- [Referring expression data]
--- --- ---
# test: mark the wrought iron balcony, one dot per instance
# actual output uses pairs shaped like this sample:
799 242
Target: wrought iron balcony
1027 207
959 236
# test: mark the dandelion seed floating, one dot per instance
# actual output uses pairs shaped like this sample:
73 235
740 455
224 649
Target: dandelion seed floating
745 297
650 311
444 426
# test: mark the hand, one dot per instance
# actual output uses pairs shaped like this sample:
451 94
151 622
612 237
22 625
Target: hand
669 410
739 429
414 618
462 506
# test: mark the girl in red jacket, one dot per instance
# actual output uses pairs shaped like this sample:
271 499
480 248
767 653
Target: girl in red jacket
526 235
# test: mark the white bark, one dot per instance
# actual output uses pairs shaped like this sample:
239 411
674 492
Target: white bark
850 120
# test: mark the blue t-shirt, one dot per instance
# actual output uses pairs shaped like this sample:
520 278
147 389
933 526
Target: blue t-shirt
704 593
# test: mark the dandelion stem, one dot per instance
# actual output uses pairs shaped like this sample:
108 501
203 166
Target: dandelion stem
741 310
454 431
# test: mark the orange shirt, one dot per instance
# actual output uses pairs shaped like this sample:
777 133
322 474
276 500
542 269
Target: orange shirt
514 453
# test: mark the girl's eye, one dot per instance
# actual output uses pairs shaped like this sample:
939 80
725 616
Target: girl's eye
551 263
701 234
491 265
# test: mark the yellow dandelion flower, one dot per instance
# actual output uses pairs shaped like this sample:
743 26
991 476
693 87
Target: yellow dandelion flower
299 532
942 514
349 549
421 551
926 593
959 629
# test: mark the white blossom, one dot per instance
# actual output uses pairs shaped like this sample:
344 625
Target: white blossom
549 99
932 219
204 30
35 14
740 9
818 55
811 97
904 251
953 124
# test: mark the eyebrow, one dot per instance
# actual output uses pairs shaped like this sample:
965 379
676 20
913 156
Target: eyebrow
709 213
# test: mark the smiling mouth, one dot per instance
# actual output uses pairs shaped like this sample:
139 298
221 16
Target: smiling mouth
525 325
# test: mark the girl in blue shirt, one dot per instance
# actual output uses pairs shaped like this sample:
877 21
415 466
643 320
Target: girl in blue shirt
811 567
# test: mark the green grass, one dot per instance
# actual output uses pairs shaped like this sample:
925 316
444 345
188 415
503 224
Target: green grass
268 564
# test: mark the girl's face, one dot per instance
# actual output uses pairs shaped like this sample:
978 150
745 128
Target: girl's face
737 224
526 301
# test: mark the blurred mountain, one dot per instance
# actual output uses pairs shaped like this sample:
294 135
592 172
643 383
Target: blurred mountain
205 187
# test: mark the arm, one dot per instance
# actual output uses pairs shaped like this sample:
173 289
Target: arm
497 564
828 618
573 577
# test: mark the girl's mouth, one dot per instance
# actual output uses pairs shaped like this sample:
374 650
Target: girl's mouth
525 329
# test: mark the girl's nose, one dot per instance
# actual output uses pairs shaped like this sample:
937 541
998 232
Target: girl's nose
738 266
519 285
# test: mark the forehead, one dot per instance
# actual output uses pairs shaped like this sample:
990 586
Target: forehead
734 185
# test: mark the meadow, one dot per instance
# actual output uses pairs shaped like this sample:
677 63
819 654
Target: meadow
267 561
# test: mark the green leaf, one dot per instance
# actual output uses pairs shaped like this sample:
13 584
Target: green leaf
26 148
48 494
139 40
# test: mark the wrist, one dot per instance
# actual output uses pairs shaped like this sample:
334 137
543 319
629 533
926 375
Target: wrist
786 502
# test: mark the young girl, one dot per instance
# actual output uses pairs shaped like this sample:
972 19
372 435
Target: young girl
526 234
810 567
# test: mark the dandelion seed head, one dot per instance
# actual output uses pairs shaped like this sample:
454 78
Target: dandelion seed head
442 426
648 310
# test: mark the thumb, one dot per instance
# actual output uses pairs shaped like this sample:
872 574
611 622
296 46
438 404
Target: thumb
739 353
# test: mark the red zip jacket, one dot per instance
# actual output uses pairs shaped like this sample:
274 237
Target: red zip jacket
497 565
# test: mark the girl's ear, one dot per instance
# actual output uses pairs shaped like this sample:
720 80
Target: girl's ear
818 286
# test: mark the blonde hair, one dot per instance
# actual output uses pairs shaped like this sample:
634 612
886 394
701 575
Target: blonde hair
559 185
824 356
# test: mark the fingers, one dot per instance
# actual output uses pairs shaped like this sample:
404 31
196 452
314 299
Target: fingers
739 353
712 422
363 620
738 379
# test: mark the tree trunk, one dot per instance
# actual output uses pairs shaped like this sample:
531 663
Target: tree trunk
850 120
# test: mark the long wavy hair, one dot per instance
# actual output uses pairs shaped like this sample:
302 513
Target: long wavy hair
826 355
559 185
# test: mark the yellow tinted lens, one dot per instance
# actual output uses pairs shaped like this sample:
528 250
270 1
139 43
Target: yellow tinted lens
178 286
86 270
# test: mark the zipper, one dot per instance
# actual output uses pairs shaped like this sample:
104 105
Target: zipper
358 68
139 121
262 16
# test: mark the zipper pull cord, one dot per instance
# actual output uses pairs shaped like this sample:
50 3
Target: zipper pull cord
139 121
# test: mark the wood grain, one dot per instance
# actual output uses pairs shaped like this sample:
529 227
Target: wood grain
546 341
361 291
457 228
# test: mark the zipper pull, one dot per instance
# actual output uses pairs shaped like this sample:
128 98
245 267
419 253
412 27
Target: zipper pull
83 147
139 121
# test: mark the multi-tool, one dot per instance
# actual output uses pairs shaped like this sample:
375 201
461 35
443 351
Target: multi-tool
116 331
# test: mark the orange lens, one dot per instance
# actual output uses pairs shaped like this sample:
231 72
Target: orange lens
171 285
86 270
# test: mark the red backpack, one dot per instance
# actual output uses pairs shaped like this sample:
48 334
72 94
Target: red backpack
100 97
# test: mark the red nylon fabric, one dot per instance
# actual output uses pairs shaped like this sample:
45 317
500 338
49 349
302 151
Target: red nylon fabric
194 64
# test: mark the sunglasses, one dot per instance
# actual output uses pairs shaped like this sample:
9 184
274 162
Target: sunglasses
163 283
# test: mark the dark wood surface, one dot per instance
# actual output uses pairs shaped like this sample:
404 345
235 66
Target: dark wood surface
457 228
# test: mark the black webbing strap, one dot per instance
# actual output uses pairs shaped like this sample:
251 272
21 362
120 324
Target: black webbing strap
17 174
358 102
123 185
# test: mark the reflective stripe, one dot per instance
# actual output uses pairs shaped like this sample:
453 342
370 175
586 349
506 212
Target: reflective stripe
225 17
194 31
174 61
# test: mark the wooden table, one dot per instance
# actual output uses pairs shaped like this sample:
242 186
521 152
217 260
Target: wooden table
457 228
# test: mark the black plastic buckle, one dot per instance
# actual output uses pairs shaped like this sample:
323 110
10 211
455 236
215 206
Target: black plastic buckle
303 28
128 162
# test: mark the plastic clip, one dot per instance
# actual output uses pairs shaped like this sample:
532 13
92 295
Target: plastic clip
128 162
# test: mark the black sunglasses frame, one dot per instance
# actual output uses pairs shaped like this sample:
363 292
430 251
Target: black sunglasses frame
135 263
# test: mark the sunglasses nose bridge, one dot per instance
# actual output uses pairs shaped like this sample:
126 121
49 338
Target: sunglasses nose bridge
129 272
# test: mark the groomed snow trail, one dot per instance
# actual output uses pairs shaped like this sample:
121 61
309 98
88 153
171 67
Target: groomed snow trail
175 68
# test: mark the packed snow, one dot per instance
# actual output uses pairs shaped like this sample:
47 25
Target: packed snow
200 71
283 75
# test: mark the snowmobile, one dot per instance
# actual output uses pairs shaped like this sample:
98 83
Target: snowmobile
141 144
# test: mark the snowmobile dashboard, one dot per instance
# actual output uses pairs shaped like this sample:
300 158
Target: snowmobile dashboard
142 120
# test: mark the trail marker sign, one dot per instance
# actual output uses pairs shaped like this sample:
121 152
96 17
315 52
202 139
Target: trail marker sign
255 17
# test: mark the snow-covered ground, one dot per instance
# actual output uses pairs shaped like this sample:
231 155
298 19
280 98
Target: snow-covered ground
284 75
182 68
--- --- ---
- [Instructions for the task] Please output exactly the lines between the one holding "Target: green leaf" and the one holding "# test: mark the young" in the records above, inclusive, and nothing more.

- [Solution to the exercise]
Target: green leaf
26 148
48 494
139 40
# test: mark the wrist, one dot per instance
# actual output uses pairs shaped like this sample:
334 137
543 319
629 533
926 375
Target: wrist
786 502
# test: mark the young girl, one dot per instance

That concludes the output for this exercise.